As I review the events of my past
life I realise how subtle are the influences
that shape our destinies. An incident of my
youth may serve to illustrate. One
winter's day I managed to climb a steep
mountain, in company with other boys.
The snow was quite deep and a warm
southerly wind made it just suitable for our
purpose. We amused ourselves by throwing
balls which would roll down a certain
distance, gathering more or less snow, and
we tried to out-do one another in
this sport. Suddenly a ball was seen to go
beyond the limit, swelling to
enormous proportions until it became as big
as a house and plunged thundering
into the valley below with a force that
made the ground tremble. I looked on
spell-bound incapable of understanding what
had happened. For weeks afterward
the picture of the avalanche was before my
eyes and I wondered how anything so
small could grow to such an immense
size.

— Provided information —
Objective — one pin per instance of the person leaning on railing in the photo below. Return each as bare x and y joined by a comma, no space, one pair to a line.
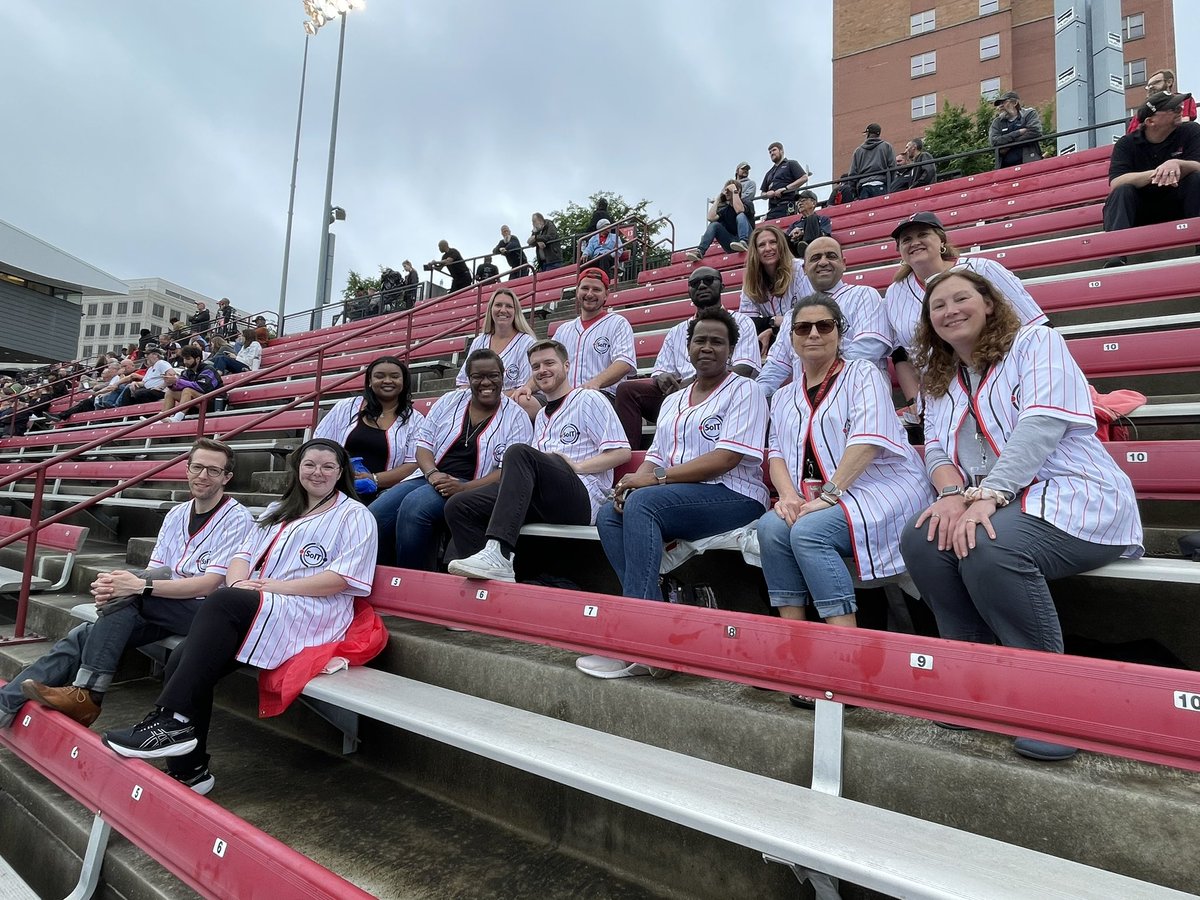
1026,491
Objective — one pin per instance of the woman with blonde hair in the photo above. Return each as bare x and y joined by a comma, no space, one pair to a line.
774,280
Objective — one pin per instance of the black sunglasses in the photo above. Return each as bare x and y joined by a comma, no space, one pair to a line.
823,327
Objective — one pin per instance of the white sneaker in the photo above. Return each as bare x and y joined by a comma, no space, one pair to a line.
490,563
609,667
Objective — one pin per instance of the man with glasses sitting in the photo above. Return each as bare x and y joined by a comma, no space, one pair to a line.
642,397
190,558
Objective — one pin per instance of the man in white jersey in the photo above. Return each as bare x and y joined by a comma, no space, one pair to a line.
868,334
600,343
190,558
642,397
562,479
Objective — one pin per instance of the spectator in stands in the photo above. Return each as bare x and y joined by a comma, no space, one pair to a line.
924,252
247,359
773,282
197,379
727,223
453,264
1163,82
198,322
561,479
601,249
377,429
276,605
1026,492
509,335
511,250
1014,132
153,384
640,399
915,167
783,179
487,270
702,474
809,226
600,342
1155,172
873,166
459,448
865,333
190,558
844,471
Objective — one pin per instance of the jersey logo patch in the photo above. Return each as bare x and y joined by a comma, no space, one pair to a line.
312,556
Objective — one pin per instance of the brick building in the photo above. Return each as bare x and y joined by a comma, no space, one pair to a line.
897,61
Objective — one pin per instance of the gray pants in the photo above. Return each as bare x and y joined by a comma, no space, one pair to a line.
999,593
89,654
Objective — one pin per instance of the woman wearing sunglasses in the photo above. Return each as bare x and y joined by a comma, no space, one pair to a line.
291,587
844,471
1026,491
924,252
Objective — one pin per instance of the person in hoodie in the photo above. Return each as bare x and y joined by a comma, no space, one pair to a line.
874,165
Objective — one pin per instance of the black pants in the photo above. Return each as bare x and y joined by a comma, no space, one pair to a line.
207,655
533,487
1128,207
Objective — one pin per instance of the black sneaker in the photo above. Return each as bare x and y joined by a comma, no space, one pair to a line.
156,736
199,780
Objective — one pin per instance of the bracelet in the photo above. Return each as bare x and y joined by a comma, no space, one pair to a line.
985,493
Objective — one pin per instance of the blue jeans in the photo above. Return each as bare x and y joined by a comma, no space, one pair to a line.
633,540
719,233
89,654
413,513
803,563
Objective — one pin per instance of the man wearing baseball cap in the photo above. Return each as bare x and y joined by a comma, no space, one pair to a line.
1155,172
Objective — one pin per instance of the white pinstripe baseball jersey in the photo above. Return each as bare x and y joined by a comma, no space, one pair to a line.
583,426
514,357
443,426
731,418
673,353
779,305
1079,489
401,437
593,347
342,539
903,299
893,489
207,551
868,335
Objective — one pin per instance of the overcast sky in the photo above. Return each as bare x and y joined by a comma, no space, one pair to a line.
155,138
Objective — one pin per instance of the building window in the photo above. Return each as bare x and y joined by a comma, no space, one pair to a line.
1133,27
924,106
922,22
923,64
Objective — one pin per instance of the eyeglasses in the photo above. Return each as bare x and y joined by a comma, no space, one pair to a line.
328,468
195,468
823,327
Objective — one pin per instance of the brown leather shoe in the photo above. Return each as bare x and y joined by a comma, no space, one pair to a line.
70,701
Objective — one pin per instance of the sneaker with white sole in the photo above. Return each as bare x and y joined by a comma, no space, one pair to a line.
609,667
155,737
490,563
---
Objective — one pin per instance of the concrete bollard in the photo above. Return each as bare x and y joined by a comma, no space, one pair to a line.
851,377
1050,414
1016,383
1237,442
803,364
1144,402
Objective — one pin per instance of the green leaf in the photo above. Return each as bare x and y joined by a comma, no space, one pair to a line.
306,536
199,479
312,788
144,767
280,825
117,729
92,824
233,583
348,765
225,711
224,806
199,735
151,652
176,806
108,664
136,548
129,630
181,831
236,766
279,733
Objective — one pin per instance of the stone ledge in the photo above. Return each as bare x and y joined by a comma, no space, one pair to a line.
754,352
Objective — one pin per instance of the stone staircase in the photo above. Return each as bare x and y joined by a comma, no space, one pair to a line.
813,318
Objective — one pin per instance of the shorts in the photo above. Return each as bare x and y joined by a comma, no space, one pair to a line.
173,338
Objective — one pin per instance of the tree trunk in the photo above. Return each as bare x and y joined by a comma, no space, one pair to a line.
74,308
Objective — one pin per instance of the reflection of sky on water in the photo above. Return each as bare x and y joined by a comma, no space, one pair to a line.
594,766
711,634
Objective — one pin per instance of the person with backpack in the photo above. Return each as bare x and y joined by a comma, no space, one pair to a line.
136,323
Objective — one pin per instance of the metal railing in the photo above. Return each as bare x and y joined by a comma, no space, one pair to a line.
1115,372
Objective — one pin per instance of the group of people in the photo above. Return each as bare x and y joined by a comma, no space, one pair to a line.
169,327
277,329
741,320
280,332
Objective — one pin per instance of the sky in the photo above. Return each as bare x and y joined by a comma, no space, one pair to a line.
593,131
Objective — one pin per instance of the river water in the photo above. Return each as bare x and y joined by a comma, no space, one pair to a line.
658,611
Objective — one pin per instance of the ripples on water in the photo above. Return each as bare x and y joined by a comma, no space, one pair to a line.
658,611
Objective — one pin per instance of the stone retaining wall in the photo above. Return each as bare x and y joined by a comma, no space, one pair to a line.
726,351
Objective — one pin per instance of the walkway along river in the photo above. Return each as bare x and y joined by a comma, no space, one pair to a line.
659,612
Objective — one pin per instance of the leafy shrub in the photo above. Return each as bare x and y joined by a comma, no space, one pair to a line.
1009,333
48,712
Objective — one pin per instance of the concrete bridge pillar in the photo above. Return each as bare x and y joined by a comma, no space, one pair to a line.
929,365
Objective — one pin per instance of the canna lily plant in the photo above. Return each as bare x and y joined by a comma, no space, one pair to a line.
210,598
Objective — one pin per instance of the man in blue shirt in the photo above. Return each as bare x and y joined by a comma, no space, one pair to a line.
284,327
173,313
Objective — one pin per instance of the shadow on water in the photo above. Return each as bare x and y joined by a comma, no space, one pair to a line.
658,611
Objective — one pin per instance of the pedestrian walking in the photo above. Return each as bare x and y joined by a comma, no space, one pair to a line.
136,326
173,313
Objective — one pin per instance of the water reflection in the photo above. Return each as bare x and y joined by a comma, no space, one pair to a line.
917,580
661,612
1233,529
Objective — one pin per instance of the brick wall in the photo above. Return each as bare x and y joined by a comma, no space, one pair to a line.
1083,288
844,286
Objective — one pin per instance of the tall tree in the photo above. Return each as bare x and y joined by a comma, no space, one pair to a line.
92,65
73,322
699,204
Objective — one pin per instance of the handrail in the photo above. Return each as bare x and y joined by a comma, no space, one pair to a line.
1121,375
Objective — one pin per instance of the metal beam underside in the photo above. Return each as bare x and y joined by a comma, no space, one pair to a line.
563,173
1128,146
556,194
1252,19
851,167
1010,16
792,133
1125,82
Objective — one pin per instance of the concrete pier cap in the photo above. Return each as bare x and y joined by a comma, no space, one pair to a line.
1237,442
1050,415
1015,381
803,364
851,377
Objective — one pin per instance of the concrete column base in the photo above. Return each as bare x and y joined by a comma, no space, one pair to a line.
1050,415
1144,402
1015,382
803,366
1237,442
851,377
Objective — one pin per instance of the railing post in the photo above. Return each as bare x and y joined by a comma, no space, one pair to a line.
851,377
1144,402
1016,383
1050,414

— Your goal —
In the passage about the avalanche, what kind of wind was blowing on the winter's day the boys climbed the mountain?

— Correct answer —
A warm southerly wind.